- GIVEN PROBLEM -
Reproduce every one of the lines below word for word, but omit the pictures.

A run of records
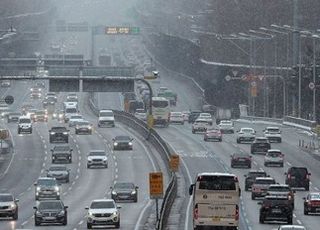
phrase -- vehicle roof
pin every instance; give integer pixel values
(274, 150)
(292, 227)
(215, 174)
(272, 127)
(265, 178)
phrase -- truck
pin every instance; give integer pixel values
(222, 114)
(58, 134)
(170, 95)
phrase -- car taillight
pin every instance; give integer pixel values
(237, 213)
(195, 213)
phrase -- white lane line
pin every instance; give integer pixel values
(24, 223)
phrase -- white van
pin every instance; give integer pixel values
(216, 198)
(106, 118)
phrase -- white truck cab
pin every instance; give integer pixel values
(106, 118)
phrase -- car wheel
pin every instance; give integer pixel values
(261, 220)
(37, 223)
(117, 225)
(15, 215)
(65, 222)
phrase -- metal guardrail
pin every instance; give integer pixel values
(267, 119)
(163, 149)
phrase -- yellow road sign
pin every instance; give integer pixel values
(150, 121)
(156, 185)
(174, 162)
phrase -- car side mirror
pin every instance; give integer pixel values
(191, 189)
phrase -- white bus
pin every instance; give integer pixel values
(216, 198)
(160, 111)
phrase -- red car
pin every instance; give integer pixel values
(312, 203)
(212, 134)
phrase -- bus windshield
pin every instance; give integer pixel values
(160, 104)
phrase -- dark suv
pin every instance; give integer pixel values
(251, 176)
(193, 116)
(50, 211)
(275, 208)
(298, 177)
(260, 145)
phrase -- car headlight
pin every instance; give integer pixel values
(38, 213)
(61, 213)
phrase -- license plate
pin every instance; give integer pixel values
(276, 211)
(215, 218)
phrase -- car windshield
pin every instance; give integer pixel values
(71, 110)
(58, 168)
(25, 120)
(315, 196)
(106, 114)
(76, 117)
(6, 198)
(175, 114)
(263, 181)
(273, 130)
(160, 104)
(47, 182)
(279, 188)
(55, 205)
(122, 138)
(274, 154)
(102, 204)
(82, 123)
(124, 186)
(97, 153)
(247, 130)
(61, 148)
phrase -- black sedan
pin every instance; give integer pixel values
(50, 211)
(240, 159)
(122, 143)
(60, 172)
(124, 191)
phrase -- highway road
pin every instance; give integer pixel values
(198, 156)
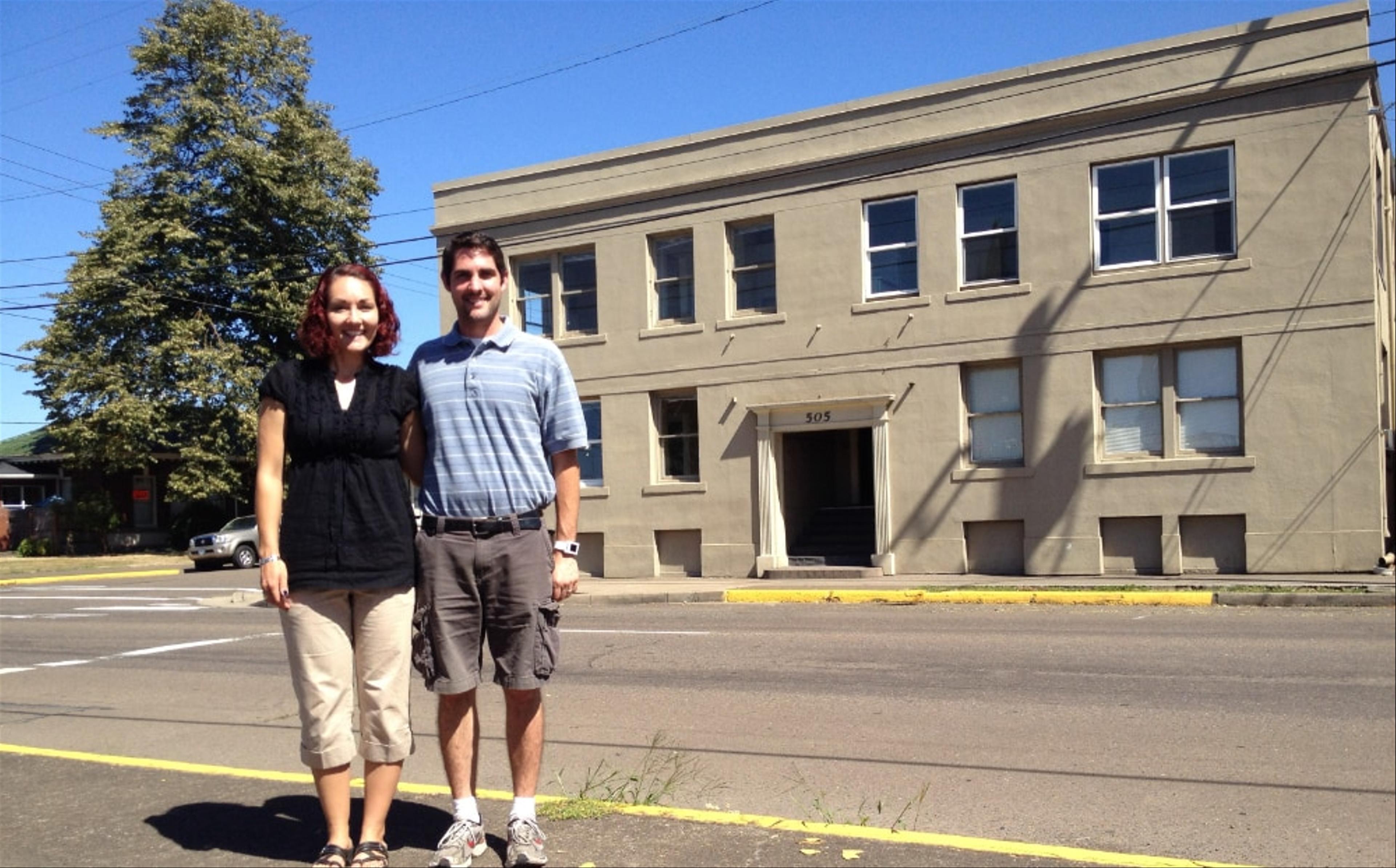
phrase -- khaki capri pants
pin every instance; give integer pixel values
(347, 650)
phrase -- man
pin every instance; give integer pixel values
(502, 426)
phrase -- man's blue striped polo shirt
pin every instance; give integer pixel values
(495, 411)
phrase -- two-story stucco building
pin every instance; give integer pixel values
(1128, 312)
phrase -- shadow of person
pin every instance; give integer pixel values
(289, 828)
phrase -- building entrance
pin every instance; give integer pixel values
(827, 492)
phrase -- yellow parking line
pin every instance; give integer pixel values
(1067, 598)
(929, 839)
(86, 577)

- TASK SOLUTION -
phrase -- vehicle roof
pin every instance; give integer pixel values
(274, 150)
(292, 227)
(215, 174)
(272, 127)
(265, 178)
phrase -- truck
pin every instance; give integer pixel values
(222, 114)
(58, 134)
(170, 95)
phrase -- car taillight
pin every instance; give integer pixel values
(237, 213)
(195, 213)
phrase -- white lane line
pin every instance; give integer pixel values
(24, 223)
phrase -- white van
pin every instance; give integer pixel values
(216, 198)
(106, 118)
phrase -- white truck cab
pin every instance; give integer pixel values
(106, 118)
phrase -- car wheel
pin every instance; give integer pixel values
(261, 220)
(37, 223)
(117, 225)
(15, 215)
(65, 222)
phrase -- metal guardrail
pin every instance; give integer pixel values
(267, 119)
(163, 149)
phrase -- yellow road sign
pin every instance; give integer pixel values
(150, 121)
(156, 185)
(174, 162)
phrase -- car side mirror
pin every instance; give integer pixel values
(191, 189)
phrase -- white bus
pin every instance; give integer pixel values
(216, 198)
(160, 111)
phrase -- red car
pin every instance; give integer pixel values
(312, 203)
(212, 134)
phrase -- bus windshield
pin every instance; give integer pixel values
(160, 104)
phrase -- dark suv
pin every instance; give integer pixel values
(251, 176)
(193, 116)
(50, 211)
(275, 208)
(298, 177)
(260, 145)
phrase -- car headlight
pin every instance; give integer pixel values
(38, 213)
(61, 213)
phrase -- license plate
pin every instance; give integer pixel values
(276, 211)
(215, 218)
phrase -- car windshield
pin every instance; give integer pixel values
(71, 110)
(58, 168)
(25, 120)
(315, 196)
(106, 114)
(76, 117)
(6, 198)
(175, 114)
(263, 181)
(273, 130)
(160, 104)
(47, 182)
(279, 188)
(55, 205)
(122, 138)
(274, 154)
(102, 204)
(82, 123)
(124, 186)
(97, 153)
(247, 130)
(61, 148)
phrase -- black sedan
pin every instance; give integer pixel values
(50, 211)
(240, 159)
(122, 143)
(60, 172)
(124, 191)
phrase -- highway road
pin every instance; give integer pixel values
(198, 156)
phrase -- khaki capri pants
pin every instance; give integer pixel values
(347, 650)
phrase -- man
pin every instance; give integer pixel values
(502, 426)
phrase -- man's blue striped polo shirt
pin every instance; give integer pixel values
(495, 411)
phrase -- two-story stucco building
pin every instance; give integer pixel values
(1128, 312)
phrase -- shadow of person
pin every instance; give integer pixel values
(289, 828)
phrase -- building entrance
pin every instance; give integer pixel values
(827, 492)
phrase -- yellow parking line
pin every instance; give integer pixel values
(1067, 598)
(929, 839)
(86, 577)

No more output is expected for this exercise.